** begin EXERCISE DATA **
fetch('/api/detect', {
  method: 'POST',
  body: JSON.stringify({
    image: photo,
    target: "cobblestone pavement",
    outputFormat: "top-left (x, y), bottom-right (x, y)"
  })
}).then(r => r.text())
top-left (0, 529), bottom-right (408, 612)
** end EXERCISE DATA **
AIM: Change "cobblestone pavement" to "brick sidewalk" throughout the records and write them out again with nothing else altered.

SOLUTION TO THE PROBLEM:
fetch('/api/detect', {
  method: 'POST',
  body: JSON.stringify({
    image: photo,
    target: "brick sidewalk",
    outputFormat: "top-left (x, y), bottom-right (x, y)"
  })
}).then(r => r.text())
top-left (0, 529), bottom-right (408, 612)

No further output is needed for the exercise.